- **Required action**: Which lines run from the one containing "388L87 379L75 380L80" to the end of the entries below? Reproduce them exactly, both ends included.

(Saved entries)

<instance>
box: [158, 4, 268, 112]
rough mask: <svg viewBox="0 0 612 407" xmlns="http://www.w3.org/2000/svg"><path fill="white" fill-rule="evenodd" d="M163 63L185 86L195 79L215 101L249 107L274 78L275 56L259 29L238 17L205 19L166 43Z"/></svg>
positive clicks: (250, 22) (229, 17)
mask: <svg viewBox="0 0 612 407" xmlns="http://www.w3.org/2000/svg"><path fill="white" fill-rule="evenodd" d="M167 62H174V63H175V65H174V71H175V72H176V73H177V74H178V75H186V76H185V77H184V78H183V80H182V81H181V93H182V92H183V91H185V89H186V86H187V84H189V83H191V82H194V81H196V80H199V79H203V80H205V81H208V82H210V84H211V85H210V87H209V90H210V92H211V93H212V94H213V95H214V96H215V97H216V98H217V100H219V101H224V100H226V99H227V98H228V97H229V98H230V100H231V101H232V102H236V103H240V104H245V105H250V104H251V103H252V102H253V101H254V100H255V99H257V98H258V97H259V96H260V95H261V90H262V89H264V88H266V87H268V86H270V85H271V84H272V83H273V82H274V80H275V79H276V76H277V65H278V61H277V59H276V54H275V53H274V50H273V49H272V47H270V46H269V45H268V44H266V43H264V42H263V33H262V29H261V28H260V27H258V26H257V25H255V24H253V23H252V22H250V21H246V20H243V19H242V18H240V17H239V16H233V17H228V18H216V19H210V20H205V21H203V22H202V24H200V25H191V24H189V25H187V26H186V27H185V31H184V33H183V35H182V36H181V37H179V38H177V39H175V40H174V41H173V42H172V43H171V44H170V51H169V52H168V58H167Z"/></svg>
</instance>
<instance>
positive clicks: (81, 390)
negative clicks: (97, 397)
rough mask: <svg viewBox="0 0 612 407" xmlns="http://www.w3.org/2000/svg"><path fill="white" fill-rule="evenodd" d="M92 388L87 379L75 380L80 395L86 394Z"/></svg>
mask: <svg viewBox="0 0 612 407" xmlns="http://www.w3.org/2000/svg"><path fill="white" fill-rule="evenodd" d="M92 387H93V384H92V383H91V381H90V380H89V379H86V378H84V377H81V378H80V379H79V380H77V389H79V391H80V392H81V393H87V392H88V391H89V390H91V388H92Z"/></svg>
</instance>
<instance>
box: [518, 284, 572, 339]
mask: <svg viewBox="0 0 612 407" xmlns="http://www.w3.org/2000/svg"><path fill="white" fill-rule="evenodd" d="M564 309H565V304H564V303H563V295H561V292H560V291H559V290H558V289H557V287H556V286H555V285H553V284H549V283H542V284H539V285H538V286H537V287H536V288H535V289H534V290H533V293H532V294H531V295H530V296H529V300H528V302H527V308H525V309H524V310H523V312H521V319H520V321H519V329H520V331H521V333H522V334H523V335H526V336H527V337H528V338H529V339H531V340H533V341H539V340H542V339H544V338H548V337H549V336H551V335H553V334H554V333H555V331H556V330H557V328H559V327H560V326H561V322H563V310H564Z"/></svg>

- **Output for this exercise**:
rough mask: <svg viewBox="0 0 612 407" xmlns="http://www.w3.org/2000/svg"><path fill="white" fill-rule="evenodd" d="M92 388L87 379L75 380L80 395L86 394Z"/></svg>
mask: <svg viewBox="0 0 612 407" xmlns="http://www.w3.org/2000/svg"><path fill="white" fill-rule="evenodd" d="M92 387H93V384H92V383H91V381H90V380H89V379H86V378H84V377H81V378H80V379H79V380H77V389H79V391H80V392H81V393H87V392H88V391H89V390H91V388H92Z"/></svg>
</instance>
<instance>
box: [518, 284, 572, 339]
mask: <svg viewBox="0 0 612 407" xmlns="http://www.w3.org/2000/svg"><path fill="white" fill-rule="evenodd" d="M564 309H565V304H564V303H563V295H561V292H560V291H559V290H558V289H557V287H556V286H555V285H553V284H549V283H542V284H539V285H538V286H537V287H536V288H535V289H534V290H533V293H532V294H531V295H530V296H529V300H528V302H527V308H525V309H524V310H523V312H521V319H520V321H519V329H520V331H521V333H522V334H523V335H526V336H527V337H528V338H529V339H531V340H533V341H539V340H542V339H544V338H548V337H549V336H551V335H553V334H554V333H555V331H556V330H557V328H559V327H560V326H561V322H563V310H564Z"/></svg>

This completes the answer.